- [Task prompt] Your task is to give the data again, exactly, with every line intact.

********

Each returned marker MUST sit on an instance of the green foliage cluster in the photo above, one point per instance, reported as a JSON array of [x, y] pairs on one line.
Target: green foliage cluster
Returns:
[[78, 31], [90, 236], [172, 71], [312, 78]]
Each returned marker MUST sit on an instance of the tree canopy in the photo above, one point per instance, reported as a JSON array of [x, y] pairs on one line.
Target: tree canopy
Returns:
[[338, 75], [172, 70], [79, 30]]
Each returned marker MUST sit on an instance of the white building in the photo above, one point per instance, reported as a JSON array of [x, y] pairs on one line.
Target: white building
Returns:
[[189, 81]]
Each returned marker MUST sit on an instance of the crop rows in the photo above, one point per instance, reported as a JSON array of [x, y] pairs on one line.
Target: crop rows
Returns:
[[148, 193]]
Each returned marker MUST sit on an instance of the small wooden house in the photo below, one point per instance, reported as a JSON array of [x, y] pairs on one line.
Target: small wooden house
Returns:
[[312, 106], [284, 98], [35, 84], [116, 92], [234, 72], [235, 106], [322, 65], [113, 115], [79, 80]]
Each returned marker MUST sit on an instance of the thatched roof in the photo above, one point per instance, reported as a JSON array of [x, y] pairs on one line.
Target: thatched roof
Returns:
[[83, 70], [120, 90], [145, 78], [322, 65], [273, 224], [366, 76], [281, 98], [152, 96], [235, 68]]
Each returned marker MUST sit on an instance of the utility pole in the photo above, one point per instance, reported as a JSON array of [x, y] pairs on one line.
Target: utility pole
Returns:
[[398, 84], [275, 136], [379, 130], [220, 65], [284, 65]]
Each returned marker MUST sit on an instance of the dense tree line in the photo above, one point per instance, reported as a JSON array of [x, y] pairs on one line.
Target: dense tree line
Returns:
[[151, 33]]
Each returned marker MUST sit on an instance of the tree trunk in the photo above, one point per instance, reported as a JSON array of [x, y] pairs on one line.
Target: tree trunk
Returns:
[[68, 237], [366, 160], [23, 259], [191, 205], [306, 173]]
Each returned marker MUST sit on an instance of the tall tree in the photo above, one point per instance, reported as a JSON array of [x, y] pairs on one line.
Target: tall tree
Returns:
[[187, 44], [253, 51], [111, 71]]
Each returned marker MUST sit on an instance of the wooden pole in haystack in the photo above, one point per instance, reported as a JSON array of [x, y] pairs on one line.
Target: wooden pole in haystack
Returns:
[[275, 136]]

********

- [Solution below]
Each returned marker MUST sit on an instance of the green foliage cluster in the photo above, one point per instance, reported as a JSON array of [x, y] pairs on one line.
Target: green foliage cluster
Returns:
[[78, 31], [90, 236], [172, 71], [312, 78]]
Each returned marker MUST sit on an instance of the tree canopy in the photo above, one point per instance, reported as a JSON array of [x, y] pairs on one line.
Target: tree canopy
Returns:
[[338, 75], [172, 70], [79, 30]]
Each returned marker MUST sit on an instance of the white building in the photo above, one point per instance, reported as a JSON array of [x, y] pairs on one line.
Target: white building
Returns:
[[189, 81]]
Each returned marker MUST sit on an instance of the crop rows in the photo above, one point per instance, reported as a JSON array of [x, y] pairs on one line.
Target: crop rows
Returns:
[[148, 193]]
Each returned marker MUST sit on an instance of the small wooden house in the photo below, one point per instance, reported as a JSON array of [x, y] pairs on one line.
Target: small wooden house
Returns:
[[312, 106], [284, 98], [35, 84], [116, 92], [234, 72], [235, 106], [322, 65], [113, 115], [79, 80]]
Each returned marker MUST sit on an instance of the thatched roof in the photo above, one point per instance, reported as a JSON array of [x, y] pairs on one line.
Target: thatched roof
Returns:
[[83, 70], [120, 90], [145, 78], [322, 65], [273, 224], [366, 76], [281, 98], [152, 96], [235, 68]]
Each returned marker MUST sit on an instance of the utility pole in the photo above, one point per instance, reported as a JSON array of [x, y] pairs on one line.
Target: utility pole
Returns:
[[398, 84], [275, 136], [379, 130], [220, 65], [284, 65]]
Each returned marker MUST sit on an instance of the dense tree line in the photo above, one point per instance, reported as a JSON array of [x, y] pairs on one line.
Target: dense tree line
Returns:
[[151, 33]]
Each returned marker MUST sit on an instance of the tree trunk in the photo above, one point per instance, reported as a JSON array of [x, y] pairs on one line.
Target: tree trunk
Returns:
[[68, 237], [366, 160], [23, 259], [191, 205], [306, 173]]
Each returned marker MUST sit on an instance of the tall tree in the photo above, one point per instance, reported as a JSON array of [x, y] pairs on one line.
Target: tall tree
Returns:
[[187, 44], [253, 51], [111, 71]]
Each returned marker MUST sit on an instance of the wooden pole in haystack in the photo above, one point per instance, reported as a JSON array of [x, y] pairs on one line.
Target: wooden pole in haystack
Returns:
[[275, 136]]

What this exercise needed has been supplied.